— Start Data to use —
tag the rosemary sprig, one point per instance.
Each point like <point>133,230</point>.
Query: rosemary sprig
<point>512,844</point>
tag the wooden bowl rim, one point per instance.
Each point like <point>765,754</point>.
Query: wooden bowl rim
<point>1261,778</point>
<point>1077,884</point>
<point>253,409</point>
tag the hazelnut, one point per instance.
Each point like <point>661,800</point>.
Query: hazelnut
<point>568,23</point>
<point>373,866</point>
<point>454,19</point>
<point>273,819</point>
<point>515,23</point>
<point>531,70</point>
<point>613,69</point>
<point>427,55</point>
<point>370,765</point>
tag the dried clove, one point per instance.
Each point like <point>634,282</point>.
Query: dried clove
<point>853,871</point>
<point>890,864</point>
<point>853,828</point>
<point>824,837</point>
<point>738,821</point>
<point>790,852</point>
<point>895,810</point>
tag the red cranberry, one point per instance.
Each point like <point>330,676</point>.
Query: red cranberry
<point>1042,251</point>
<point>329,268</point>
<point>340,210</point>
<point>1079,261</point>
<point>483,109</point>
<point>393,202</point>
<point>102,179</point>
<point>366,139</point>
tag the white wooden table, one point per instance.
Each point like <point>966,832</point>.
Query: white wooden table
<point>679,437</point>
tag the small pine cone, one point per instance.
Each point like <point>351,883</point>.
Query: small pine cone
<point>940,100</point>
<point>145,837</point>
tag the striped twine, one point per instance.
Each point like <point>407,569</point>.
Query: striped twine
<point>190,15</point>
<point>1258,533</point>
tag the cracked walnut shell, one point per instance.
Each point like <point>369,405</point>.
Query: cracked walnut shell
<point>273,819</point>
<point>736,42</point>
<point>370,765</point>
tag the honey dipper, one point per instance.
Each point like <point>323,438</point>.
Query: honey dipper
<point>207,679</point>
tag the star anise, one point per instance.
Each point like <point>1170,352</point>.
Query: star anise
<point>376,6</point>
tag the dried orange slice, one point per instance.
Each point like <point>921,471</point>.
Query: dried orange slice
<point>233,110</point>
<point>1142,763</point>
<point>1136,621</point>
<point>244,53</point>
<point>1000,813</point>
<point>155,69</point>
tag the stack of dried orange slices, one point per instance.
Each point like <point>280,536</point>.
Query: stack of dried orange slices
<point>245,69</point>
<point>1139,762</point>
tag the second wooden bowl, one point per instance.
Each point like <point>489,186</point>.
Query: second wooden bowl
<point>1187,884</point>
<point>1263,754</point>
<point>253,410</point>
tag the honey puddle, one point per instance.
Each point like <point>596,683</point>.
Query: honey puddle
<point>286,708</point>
— End Data to use —
What to do — Put every line of the entries above into a JSON array of strings, one string per line, with blank lines omitted.

The completed task —
[
  "tag the rosemary sprig, one point per instance.",
  "Each point like <point>133,230</point>.",
  "Query: rosemary sprig",
  "<point>512,844</point>",
  "tag the wooden bowl rim, one point per instance.",
  "Each point like <point>765,754</point>.",
  "Query: wooden bowl rim",
  "<point>1261,778</point>",
  "<point>1077,884</point>",
  "<point>253,409</point>",
  "tag the hazelnut, one point per instance.",
  "Each point like <point>661,800</point>.",
  "Query: hazelnut",
  "<point>568,23</point>",
  "<point>373,866</point>",
  "<point>454,19</point>",
  "<point>273,819</point>",
  "<point>515,23</point>",
  "<point>531,70</point>",
  "<point>613,69</point>",
  "<point>427,55</point>",
  "<point>370,765</point>",
  "tag the dried clove, one point per instance.",
  "Each point like <point>634,282</point>.",
  "Query: dried clove",
  "<point>853,871</point>",
  "<point>890,864</point>",
  "<point>853,828</point>",
  "<point>824,837</point>",
  "<point>738,821</point>",
  "<point>790,852</point>",
  "<point>895,810</point>",
  "tag the red cranberry, one point per instance.",
  "Each point like <point>330,676</point>.",
  "Query: red cranberry",
  "<point>1042,251</point>",
  "<point>329,268</point>",
  "<point>340,210</point>",
  "<point>1079,261</point>",
  "<point>483,109</point>",
  "<point>393,202</point>",
  "<point>102,179</point>",
  "<point>366,139</point>",
  "tag the white wooden table, one point per instance.",
  "Each point like <point>966,832</point>.",
  "Query: white wooden table",
  "<point>679,437</point>",
  "tag the small pine cone, one point per instance.",
  "Each point like <point>351,883</point>.",
  "Query: small pine cone",
  "<point>940,100</point>",
  "<point>145,837</point>",
  "tag the striped twine, one point per instance.",
  "Each point like <point>407,569</point>.",
  "Query: striped twine",
  "<point>190,15</point>",
  "<point>1258,533</point>",
  "tag the cracked walnut shell, one point per instance.",
  "Each point like <point>369,405</point>.",
  "Query: cracked walnut shell",
  "<point>273,819</point>",
  "<point>736,42</point>",
  "<point>370,765</point>",
  "tag the honey dipper, one point per instance.",
  "Each point like <point>323,438</point>.",
  "Query: honey dipper",
  "<point>207,679</point>",
  "tag the star anise, one point per instance.",
  "Each point like <point>1170,352</point>.",
  "Query: star anise",
  "<point>376,6</point>",
  "tag the dried orange slice, one point per instance.",
  "Each point like <point>921,471</point>.",
  "Query: dried orange slice",
  "<point>233,110</point>",
  "<point>1142,763</point>",
  "<point>1136,621</point>",
  "<point>244,53</point>",
  "<point>1000,813</point>",
  "<point>155,69</point>",
  "tag the stack of dried orange slices, one point per instance.",
  "Each point like <point>280,536</point>.",
  "Query: stack of dried orange slices",
  "<point>245,69</point>",
  "<point>1139,762</point>",
  "tag the second wooden bowl, one point per instance.",
  "Each point like <point>489,186</point>.",
  "Query: second wooden bowl",
  "<point>1187,884</point>",
  "<point>1263,754</point>",
  "<point>253,410</point>",
  "tag the honey puddle, one point per instance.",
  "Each point like <point>596,683</point>.",
  "Query: honey puddle",
  "<point>286,708</point>"
]